[Task details] Please copy every line of the entries below that contains the string "blue", treating case as significant.

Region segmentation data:
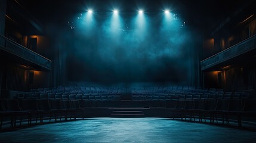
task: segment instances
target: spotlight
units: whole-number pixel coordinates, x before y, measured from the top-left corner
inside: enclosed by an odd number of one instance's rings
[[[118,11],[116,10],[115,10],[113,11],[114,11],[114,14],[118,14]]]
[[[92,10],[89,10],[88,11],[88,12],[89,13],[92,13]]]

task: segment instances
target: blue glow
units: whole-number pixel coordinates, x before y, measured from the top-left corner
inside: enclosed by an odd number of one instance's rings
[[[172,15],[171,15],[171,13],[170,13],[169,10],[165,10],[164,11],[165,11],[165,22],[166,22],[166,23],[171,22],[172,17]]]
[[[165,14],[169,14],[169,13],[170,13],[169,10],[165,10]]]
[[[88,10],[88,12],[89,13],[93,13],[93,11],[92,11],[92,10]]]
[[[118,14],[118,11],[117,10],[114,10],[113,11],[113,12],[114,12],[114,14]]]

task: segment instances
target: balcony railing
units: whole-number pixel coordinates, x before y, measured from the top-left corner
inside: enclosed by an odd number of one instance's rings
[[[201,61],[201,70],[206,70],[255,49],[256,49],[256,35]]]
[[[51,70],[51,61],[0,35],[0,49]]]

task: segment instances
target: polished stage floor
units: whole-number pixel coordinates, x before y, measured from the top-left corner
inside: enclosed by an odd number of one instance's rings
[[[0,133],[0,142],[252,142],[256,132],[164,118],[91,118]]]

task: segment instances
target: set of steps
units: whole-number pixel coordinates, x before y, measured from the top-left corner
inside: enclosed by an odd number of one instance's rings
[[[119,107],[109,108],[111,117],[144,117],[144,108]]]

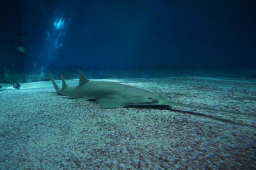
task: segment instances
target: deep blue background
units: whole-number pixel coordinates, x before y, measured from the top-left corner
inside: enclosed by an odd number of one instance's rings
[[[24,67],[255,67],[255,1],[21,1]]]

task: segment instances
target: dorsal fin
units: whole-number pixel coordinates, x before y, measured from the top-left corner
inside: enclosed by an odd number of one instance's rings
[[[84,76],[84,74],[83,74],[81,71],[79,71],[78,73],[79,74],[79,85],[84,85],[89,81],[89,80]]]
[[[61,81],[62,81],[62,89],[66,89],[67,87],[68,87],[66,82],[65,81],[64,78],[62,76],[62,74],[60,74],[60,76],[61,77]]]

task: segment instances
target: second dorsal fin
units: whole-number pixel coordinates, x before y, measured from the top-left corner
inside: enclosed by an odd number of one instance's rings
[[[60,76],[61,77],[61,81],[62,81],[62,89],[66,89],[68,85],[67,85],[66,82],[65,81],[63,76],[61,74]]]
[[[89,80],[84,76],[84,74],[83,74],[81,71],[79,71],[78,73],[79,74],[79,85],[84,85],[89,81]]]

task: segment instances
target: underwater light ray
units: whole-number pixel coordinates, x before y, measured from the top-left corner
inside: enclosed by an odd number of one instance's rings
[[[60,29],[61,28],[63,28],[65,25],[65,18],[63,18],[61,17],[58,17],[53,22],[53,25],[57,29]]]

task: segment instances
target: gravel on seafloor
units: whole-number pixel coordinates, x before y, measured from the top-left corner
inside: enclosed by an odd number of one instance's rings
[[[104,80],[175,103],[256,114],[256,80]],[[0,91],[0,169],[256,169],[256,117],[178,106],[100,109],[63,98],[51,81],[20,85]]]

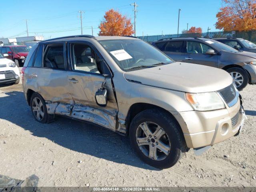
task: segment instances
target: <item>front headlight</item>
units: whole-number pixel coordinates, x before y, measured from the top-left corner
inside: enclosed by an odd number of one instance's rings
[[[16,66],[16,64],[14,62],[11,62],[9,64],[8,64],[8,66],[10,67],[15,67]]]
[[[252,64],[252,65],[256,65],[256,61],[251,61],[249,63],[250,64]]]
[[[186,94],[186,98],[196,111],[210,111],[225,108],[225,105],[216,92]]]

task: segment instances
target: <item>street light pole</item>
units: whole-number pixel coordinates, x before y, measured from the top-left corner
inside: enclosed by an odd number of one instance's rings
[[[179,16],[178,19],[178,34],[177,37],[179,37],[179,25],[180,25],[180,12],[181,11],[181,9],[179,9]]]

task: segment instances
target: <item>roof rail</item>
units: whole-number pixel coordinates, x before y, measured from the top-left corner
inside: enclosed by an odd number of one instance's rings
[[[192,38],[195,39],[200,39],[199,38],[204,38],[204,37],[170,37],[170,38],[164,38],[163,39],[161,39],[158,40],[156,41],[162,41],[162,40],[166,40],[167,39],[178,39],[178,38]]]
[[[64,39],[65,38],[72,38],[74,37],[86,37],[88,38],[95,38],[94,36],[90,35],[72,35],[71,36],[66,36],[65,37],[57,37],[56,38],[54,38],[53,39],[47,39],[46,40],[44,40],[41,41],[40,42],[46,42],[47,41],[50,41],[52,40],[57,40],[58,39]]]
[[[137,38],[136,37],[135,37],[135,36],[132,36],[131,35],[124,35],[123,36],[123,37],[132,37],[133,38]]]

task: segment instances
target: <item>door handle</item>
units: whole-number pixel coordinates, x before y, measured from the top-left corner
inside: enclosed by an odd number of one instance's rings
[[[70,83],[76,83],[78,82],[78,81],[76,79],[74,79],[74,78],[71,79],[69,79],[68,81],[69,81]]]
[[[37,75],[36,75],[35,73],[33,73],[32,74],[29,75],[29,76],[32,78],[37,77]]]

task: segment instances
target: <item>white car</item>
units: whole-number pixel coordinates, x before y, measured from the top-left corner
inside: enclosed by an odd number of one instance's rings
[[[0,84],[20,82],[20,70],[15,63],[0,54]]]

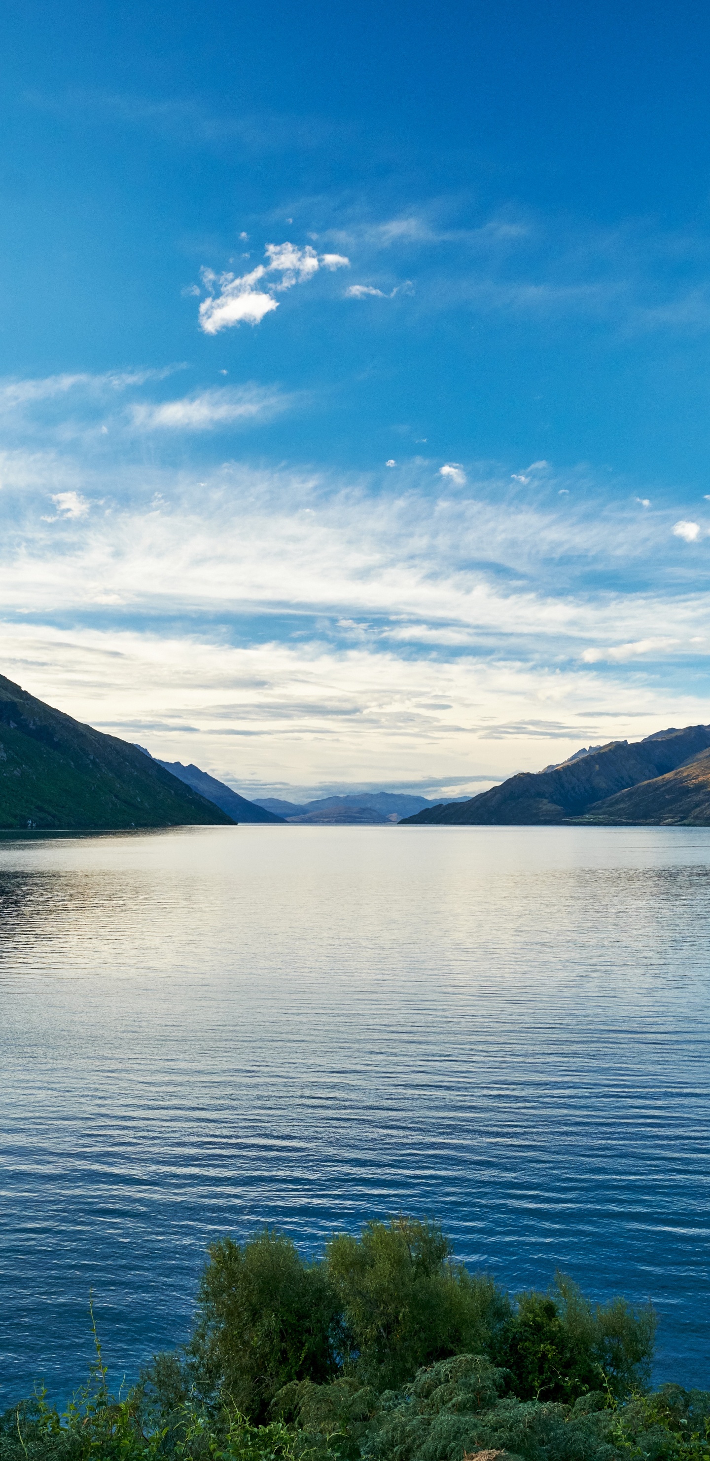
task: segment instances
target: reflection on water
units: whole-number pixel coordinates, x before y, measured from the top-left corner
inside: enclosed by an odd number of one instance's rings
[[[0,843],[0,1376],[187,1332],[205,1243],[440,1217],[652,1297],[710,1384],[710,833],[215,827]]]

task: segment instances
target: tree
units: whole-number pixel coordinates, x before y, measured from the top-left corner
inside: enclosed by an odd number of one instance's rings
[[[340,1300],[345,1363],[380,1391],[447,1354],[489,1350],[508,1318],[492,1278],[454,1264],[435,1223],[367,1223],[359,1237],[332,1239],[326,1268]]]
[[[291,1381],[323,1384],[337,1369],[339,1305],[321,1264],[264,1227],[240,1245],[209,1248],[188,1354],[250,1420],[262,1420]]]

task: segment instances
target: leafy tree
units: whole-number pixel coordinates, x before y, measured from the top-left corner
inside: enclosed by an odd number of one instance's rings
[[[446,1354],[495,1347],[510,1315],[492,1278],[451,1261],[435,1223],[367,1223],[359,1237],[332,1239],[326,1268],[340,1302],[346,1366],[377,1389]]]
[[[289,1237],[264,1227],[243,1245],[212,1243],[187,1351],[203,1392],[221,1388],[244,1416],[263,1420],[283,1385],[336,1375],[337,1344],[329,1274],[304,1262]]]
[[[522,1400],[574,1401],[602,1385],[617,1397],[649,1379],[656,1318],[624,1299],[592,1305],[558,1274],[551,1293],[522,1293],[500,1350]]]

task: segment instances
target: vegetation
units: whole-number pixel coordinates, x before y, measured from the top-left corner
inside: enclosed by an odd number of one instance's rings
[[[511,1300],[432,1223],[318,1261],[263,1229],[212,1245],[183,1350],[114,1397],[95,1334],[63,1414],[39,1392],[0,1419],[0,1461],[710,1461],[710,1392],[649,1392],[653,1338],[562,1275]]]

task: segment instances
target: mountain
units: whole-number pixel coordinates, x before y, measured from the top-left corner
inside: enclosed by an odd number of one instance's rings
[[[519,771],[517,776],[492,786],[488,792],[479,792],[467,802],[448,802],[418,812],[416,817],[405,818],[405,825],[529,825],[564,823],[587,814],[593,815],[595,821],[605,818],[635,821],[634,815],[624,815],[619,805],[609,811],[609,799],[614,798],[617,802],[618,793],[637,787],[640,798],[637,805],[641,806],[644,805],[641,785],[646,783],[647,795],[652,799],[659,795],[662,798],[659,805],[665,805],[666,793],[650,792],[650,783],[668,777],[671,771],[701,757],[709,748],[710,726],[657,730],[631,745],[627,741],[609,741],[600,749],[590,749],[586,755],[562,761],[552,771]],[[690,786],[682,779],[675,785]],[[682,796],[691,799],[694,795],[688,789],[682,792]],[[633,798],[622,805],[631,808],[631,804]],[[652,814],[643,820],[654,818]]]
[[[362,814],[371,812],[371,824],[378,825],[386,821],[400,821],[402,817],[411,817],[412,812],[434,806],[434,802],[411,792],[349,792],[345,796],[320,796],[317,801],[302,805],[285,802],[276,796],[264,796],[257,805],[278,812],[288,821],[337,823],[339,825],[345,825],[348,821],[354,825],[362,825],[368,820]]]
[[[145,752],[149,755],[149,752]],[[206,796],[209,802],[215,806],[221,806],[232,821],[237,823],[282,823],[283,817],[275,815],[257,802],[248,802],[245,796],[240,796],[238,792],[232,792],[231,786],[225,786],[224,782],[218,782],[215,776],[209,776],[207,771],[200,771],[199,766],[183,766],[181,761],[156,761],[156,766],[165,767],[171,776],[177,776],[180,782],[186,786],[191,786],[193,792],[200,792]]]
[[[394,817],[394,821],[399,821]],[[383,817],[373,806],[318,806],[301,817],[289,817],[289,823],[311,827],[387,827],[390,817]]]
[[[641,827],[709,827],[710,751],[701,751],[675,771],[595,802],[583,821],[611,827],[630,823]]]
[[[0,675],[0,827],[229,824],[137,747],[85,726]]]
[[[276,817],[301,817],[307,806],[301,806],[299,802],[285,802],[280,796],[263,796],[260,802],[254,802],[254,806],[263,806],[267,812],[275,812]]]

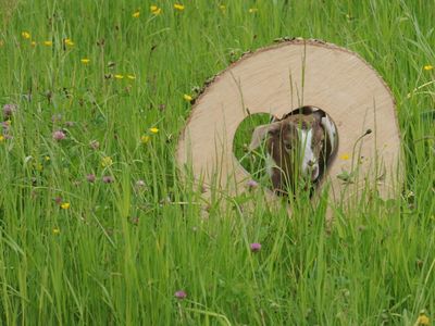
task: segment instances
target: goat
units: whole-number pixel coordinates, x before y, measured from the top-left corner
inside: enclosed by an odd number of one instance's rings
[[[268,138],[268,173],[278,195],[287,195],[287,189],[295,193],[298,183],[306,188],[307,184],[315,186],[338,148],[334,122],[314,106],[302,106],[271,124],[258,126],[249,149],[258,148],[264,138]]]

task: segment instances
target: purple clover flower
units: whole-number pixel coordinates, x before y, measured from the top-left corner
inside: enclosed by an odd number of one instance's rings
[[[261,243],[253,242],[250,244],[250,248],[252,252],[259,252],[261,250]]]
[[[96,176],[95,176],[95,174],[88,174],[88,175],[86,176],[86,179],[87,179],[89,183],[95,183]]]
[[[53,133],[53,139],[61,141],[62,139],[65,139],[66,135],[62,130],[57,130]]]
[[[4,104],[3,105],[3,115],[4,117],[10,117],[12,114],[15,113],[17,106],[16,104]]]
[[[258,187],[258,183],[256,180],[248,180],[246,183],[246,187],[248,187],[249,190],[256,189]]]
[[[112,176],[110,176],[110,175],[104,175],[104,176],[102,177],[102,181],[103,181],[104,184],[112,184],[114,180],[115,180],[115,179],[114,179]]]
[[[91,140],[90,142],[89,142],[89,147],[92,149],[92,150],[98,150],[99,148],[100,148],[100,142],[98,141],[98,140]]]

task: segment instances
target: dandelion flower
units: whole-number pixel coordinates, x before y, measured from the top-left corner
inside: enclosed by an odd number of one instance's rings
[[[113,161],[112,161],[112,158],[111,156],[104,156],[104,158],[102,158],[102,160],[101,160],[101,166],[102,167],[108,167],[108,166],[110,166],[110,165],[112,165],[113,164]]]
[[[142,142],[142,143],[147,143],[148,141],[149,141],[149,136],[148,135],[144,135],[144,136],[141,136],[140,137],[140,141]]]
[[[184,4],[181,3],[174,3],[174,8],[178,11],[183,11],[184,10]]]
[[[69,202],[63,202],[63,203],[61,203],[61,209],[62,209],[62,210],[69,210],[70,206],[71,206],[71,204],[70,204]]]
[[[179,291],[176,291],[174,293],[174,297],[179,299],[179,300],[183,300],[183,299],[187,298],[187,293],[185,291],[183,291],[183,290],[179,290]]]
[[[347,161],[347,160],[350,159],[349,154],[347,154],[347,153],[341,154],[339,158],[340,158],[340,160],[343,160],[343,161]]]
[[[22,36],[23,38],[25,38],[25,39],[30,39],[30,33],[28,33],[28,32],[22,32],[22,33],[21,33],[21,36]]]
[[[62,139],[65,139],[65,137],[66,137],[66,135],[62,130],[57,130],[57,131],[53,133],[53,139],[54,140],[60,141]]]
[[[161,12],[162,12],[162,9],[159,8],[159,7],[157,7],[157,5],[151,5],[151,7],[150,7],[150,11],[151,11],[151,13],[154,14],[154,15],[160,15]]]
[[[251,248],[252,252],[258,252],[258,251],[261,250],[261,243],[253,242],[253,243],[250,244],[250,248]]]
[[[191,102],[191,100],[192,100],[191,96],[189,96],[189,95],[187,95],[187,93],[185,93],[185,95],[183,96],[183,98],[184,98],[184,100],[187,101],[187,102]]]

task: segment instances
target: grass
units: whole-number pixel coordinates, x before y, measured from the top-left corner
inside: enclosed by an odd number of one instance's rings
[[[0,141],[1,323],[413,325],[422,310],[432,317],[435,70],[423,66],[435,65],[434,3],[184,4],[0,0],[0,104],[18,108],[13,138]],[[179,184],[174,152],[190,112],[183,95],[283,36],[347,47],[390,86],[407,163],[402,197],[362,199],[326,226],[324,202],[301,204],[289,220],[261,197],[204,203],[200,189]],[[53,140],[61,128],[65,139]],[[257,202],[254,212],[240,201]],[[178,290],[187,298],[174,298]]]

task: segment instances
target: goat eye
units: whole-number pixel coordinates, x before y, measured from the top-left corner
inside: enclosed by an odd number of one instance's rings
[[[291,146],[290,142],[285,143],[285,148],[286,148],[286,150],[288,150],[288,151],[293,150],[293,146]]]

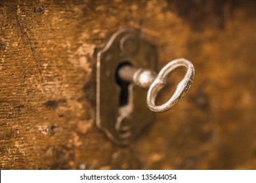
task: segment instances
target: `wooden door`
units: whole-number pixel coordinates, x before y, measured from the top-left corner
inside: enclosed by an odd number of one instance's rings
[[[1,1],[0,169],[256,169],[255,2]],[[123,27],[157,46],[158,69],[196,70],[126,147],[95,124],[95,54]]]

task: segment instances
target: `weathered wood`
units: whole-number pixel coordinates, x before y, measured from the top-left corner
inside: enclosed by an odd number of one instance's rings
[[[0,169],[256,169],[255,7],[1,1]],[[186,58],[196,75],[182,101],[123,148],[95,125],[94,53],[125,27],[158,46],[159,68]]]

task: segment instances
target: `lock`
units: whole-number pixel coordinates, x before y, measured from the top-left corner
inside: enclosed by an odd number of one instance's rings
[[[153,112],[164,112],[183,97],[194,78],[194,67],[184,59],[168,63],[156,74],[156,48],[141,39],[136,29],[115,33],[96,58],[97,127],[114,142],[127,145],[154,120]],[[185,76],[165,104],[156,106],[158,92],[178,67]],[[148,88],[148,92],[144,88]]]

[Exercise result]
target: blue glow
target: deep blue background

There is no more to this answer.